Could you write out all of these rows again, replacing every "pin" with "marker" and leaving everything else unchanged?

Dataset records:
....................
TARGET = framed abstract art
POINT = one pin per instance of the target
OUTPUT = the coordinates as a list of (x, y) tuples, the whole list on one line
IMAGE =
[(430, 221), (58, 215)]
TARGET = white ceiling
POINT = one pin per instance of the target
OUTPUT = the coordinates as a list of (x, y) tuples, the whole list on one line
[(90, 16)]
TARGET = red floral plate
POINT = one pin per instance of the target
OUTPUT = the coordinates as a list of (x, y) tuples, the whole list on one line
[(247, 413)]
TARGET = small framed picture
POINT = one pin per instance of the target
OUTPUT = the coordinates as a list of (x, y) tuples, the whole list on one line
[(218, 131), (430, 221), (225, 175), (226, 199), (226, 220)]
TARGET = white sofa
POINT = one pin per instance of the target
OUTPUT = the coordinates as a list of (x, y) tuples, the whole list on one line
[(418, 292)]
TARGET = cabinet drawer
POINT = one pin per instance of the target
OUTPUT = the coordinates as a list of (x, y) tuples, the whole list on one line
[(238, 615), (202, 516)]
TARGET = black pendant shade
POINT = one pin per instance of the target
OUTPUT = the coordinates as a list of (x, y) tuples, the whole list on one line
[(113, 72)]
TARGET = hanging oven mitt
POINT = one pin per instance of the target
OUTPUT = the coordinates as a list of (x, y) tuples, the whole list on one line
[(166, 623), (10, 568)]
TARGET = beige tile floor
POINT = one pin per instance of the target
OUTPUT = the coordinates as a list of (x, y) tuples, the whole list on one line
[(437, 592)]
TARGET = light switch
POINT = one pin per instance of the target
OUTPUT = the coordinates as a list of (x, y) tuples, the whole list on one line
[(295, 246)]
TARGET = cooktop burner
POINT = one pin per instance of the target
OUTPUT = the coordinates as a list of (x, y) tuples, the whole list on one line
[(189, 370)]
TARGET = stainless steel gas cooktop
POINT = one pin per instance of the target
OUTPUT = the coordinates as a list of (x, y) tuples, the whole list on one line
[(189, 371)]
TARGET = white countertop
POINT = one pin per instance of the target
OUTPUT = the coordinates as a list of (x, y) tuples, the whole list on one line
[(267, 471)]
....................
The completed task:
TARGET = framed abstract art
POINT = one marker per instance of the target
OUTPUT = the coordinates as a list of (x, y) tuples, the whole list on one line
IMAGE =
[(430, 221), (58, 215)]
TARGET = white ceiling
POINT = one marker per instance of the target
OUTPUT = the coordinates as a list of (x, y) tuples, the whole list on one line
[(90, 16)]
TARGET = red floral plate
POINT = one marker per instance of the target
OUTPUT = the coordinates as a list of (x, y) tuples, the whole list on one line
[(247, 413)]
TARGET = small framed picture
POINT = one marker per instance of the target
OUTPUT = the coordinates as a list of (x, y) tuples, the whole list on one line
[(218, 131), (430, 221), (225, 175), (226, 199), (226, 220)]
TARGET = white sofa
POINT = one marker per instance of the target
OUTPUT = the coordinates as a list of (x, y) tuples, the whole list on one line
[(418, 292)]
TARGET = cabinet drawer
POINT = one marker per instance of the target
OUTPUT = the coordinates as a list of (x, y) tuples, the whole list on one line
[(238, 615), (202, 516)]
TARGET = black pendant shade
POINT = one marker per instance of the target
OUTPUT = the coordinates as a list of (x, y) tuples, the whole list on one line
[(113, 72)]
TARGET = hanging oven mitt
POINT = one marker per instance of the target
OUTPUT = the coordinates as a list of (x, y) tuples, the whole list on one line
[(166, 623), (10, 568)]
TARGET = beige tile floor
POINT = one marker per instance of the target
OUTPUT = the coordinates as a list of (x, y) tuples, the whole list on one line
[(437, 592)]
TARGET = light switch
POINT = one marker per instance of the target
OUTPUT = the coordinates as a list of (x, y) tuples, the whole list on one line
[(295, 246)]
TARGET = cooktop burner
POINT = one marker per instance of the target
OUTPUT = the coordinates as a list of (x, y) tuples, the whole list on one line
[(189, 370)]
TARGET = stainless steel gas cooktop
POINT = one marker per instance of the target
OUTPUT = the coordinates as a list of (x, y) tuples, the whole list on one line
[(189, 371)]
TARGET = white countertop
POINT = one marker per instance of the target
OUTPUT = the coordinates as a list of (x, y) tuples, the whole list on one line
[(267, 471)]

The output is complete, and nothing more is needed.